**EXCERPT PROVIDED:**
_ _ _ _ _
BT: To that point, when we would just hang out with Ed at 5150 and he would play, sitting on a couch or on the chair at the recording desk, he played like it really mattered…right then and there. There was nothing casual about how he played..ever. And we all know Dave [Roth]. Dave doesn’t drop it for a second either! [laughs]
VHND: Chris, you recently wrote an excellent article for Guitar World titled “Perfectly Frank: The True Origins and Evolution of Eddie Van Halen’s Legendary Frankenstein Guitar”. There are a lot of stories out there about this iconic guitar but not all of them are accurate.
CG: It was a work in progress but the actual Frankenstein actually came by, I wouldn’t say late in the game, but it was kinda [at this] transitional point. The earliest I’ve been able to pinpoint him actually building a guitar was this photo taken at the Pasadena Civic [on] February 18th, 1977. I still wonder, because we know that he had the ’61 Strat that he had modified and put a humbucker in. There are still photos of him with that; he’d actually had gone from sunburn finish to white during January of ’77. So he was still playing it and that was still his main guitar and then, all of a sudden, February 18 he’s showing up with the Frankenstein body and this neck. I’m wondering if he was actually playing the Frankenstein when Ted Templeman saw him. I almost look it as this magical talisman. He had this piece of wood and it was discarded second. It’s almost [like] the Christmas tree in Merry Christmas Charlie Brown or something ya know! That he saw the beauty in it and all of a sudden they get signed and they’re off. The image of Eddie Van Halen that we know, the sound of Eddie Van Halen that we know. Really, the Eddie Van Halen that we know and love on that first album came together after they recorded the [Warner Bros.] demos. He had time to woodshed. Warner Bros. was telling them to hold back, don’t do so many club gigs anymore. We don’t want you over exposing yourself. They had to wait while Ted Templeman finished up [producing The Doobie Brothers’] Minute by Minute. Ed really spent time working on his technique, his sound, he put the guitar completely together. He got the neck, he painted the body with stripes and it was just the whole package.
_ _ _ _ _
**GIVEN PROBLEM 1:**
Decide whether each statement below agrees with the interview excerpt about Eddie Van Halen's Frankenstein guitar, answering yes or no and quoting the deciding words. (a) The earliest photo showing him building a guitar was taken at the Pasadena Civic on February 18, 1977. (b) Warner Bros. urged the band to play more club gigs. (c) The band had to wait while Ted Templeman finished producing Minute by Minute.
**GIVEN PROBLEM 2:**
Please write the next part of the interview excerpt about Eddie Van Halen's Frankenstein guitar, picking up after its final sentence.

**DATA BLOCK:**
_ _ _ _ _
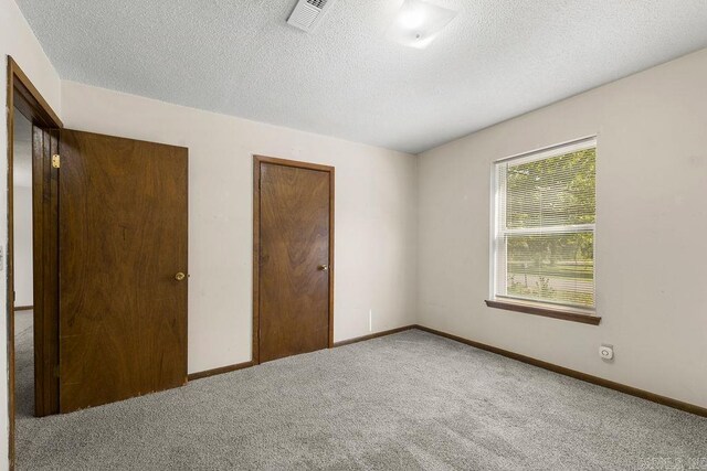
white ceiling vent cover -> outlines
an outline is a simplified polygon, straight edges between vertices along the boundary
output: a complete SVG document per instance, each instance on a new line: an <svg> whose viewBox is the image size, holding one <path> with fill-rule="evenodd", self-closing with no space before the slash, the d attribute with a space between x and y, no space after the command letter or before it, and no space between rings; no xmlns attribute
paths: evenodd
_ _ _ _ _
**EXERCISE ANSWER 1:**
(a) Yes: "The earliest I’ve been able to pinpoint him actually building a guitar was this photo taken at the Pasadena Civic [on] February 18th, 1977."
(b) No: "Warner Bros. was telling them to hold back, don’t do so many club gigs anymore."
(c) Yes: "They had to wait while Ted Templeman finished up [producing The Doobie Brothers’] Minute by Minute."

**EXERCISE ANSWER 2:**
BT: I think that one of the great things about “Eruption: Conversations with Eddie Van Halen” that we do in this book – and a lot of this is due to Chris’s research – is really straighten out that timeline and how the Frankenstein came together. It’s a huge contribution to the history of Van Halen.
VHND: Eddie blew people away with his instrumental “Eruption”. That was all just happenstance. Ted Templeman happens to hear Eddie playing it in the studio one day and decides to roll the tape. It’s ultimately included on the band’s ’78 debut album. Eddie said there’s a mistake on that recording, do you guys hear it?
CG: I have gone through that with a fine tooth comb and it’s like, “Ed, you’re on another level man if you think [there’s a mistake].” But that’s the thing. There’s all kinds of mistakes. There’s uh…oh, which song is it? There’s something on Women & Children First, there’s one song where his finger slips off the fret board and it just sounds perfect. He talked about that famous statement of his – falling down the stairs and landing on your feet. I think that’s a lot of what he did and that came from him being willing to take risks.
BT: He might of had an intention but the thing that wasn’t the intention came out just fine as well. It was all musical.
VHND: What do you make of Eddie and David Lee Roth’s relationship? It’s really one of the great singer-guitarist combos yet they are so different.
BT: Musically, I think Ed figured this out towards the end of his life how important Dave was. But, to me, what’s really interesting about their relationship on a musical level is that, I think Ed developed his whole guitar style built around the way Dave sang. Dave was so unconventional as a singer, he was almost more of a rapper than a singer. Ed had to come up with all these really cool musical ideas to enhance basically what Dave was saying. I compare it in the book to almost like Carl Stalling and how he would create sounds for the Looney Tunes cartoons. And Ed had to come up with this whole guitar vocabulary to sort of fill in the blanks and to describe what Dave was singing. That’s why when Sammy comes into the picture, who was much more conventional in terms of his songwriting, Ed’s playing becomes more conventional. So, musically Ed and Dave played off of each other in a super interesting way, which is I think what created the unique Van Halen sound. But, as human beings, you really couldn’t find two people more different. I think that they recognized it and at the same time they cursed the Gods that this was the case. It just wasn’t Ed. It was also Dave, like, ‘UGHH!! I gotta deal with this guy who’s always such a downer.” That kind of thing.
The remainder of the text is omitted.